Exercise goal: Each line of the material must be returned exactly.

(Excerpts of location labeling data)
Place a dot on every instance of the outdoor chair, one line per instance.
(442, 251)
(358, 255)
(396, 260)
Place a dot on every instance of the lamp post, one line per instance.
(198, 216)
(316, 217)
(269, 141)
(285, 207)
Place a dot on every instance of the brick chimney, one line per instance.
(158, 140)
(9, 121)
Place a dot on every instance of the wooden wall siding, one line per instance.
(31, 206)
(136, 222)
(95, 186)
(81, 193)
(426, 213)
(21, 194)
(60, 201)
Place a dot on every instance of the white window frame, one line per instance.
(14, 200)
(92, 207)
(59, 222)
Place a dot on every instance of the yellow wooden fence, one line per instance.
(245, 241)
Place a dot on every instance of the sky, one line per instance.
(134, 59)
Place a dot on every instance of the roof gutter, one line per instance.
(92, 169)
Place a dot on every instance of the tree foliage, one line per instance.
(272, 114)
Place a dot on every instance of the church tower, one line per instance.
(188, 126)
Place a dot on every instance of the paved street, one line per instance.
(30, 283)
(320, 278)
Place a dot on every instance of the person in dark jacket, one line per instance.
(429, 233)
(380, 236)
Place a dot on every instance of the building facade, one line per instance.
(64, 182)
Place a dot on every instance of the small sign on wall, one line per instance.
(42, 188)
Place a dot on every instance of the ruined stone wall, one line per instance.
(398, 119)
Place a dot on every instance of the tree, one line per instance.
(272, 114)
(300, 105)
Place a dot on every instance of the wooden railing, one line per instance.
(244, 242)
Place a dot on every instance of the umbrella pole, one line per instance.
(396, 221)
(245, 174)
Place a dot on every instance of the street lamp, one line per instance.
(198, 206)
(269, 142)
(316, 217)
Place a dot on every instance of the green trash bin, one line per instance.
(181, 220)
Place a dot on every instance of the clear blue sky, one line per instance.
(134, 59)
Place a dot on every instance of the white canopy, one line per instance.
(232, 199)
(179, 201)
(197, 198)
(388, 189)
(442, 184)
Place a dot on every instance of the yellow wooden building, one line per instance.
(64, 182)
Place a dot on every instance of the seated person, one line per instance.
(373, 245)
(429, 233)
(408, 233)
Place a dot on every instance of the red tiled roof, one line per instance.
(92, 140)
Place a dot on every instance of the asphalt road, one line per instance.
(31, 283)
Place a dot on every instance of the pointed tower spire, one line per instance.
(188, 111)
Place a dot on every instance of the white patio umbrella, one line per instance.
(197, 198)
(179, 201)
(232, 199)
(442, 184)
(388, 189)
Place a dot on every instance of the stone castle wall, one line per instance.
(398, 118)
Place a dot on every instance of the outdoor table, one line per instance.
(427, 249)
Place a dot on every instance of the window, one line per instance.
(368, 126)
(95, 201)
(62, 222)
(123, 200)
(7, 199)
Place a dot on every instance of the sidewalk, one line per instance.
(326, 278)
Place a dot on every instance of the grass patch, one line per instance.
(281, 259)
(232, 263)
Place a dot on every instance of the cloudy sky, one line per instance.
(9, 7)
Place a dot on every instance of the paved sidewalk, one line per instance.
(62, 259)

Problem solution:
Place a dot on every instance of the outdoor chair, one line per instance.
(442, 251)
(358, 255)
(396, 260)
Place a dot on every instance of the lamp post, one line per instance.
(198, 216)
(316, 217)
(269, 141)
(285, 207)
Place a dot on every instance of the brick chimney, one line per instance.
(158, 140)
(9, 121)
Place a dot on every instance of the wooden wall siding, one line per instance.
(31, 206)
(136, 222)
(95, 186)
(81, 193)
(426, 213)
(21, 194)
(60, 201)
Place a dot on every instance of the white window frame, one line per instance.
(14, 200)
(92, 207)
(59, 222)
Place a dot on every instance of the yellow wooden fence, one line per instance.
(245, 241)
Place a dot on every instance of the sky, one line per instance.
(134, 59)
Place a dot on every instance of the roof gutter, one line per instance.
(92, 169)
Place a dot on every instance of the tree foliage, one line per instance.
(272, 114)
Place a dot on every instance of the church tower, one line per instance.
(188, 126)
Place a dot on every instance of the paved street, one line per instance.
(30, 283)
(320, 278)
Place a dot on every instance of the person in dark jacket, one line per instance.
(429, 233)
(380, 236)
Place a dot on every instance of the building facade, one line per instance.
(64, 182)
Place a dot on every instance of the small sign on wall, one line per instance.
(42, 188)
Place a dot on every instance of the ruined stone wall, one line per instance.
(398, 119)
Place a dot on every instance of the tree, one line per instance.
(272, 114)
(300, 105)
Place a dot on every instance of the wooden railing, one line per instance.
(244, 242)
Place a dot on every instance of the umbrella pole, one line per instance.
(396, 221)
(245, 174)
Place a dot on every instance of the street lamp, one line per instance.
(198, 206)
(269, 142)
(316, 217)
Place a dot on every instance of the green trash bin, one line per instance.
(181, 220)
Place a dot on every instance of the clear blue sky, one line per instance.
(134, 59)
Place a dot on every instance of the white canopy, one line per instance.
(232, 199)
(179, 201)
(197, 198)
(388, 189)
(442, 184)
Place a dot on every instance of the yellow wooden building, one line per instance.
(64, 182)
Place a dot on every instance of the seated person, one line per instance.
(373, 245)
(429, 233)
(408, 233)
Place a dot on every instance of the red tiled roof, one line per instance.
(92, 140)
Place a dot on every instance of the asphalt road, one line per instance.
(31, 283)
Place a dot on every instance of the pointed tower spire, one line per instance.
(188, 111)
Place a dot on every instance of the white patio umbrella, one line per instance.
(197, 198)
(179, 201)
(232, 199)
(442, 184)
(388, 189)
Place a dot on every instance of the stone castle wall, one line per instance.
(398, 118)
Place a dot on every instance of the outdoor table, one line per instance.
(427, 249)
Place a dot on every instance of the window, one line per instance.
(368, 126)
(95, 201)
(62, 222)
(123, 200)
(7, 199)
Place a dot on every instance of the sidewalk, one line per instance.
(326, 278)
Place a dot on every instance of the grass patch, one line per instance.
(281, 259)
(232, 263)
Place a dot on every instance of the cloudy sky, one line per instance.
(9, 7)
Place a dot on every instance of the paved sidewalk, one line per instance.
(62, 259)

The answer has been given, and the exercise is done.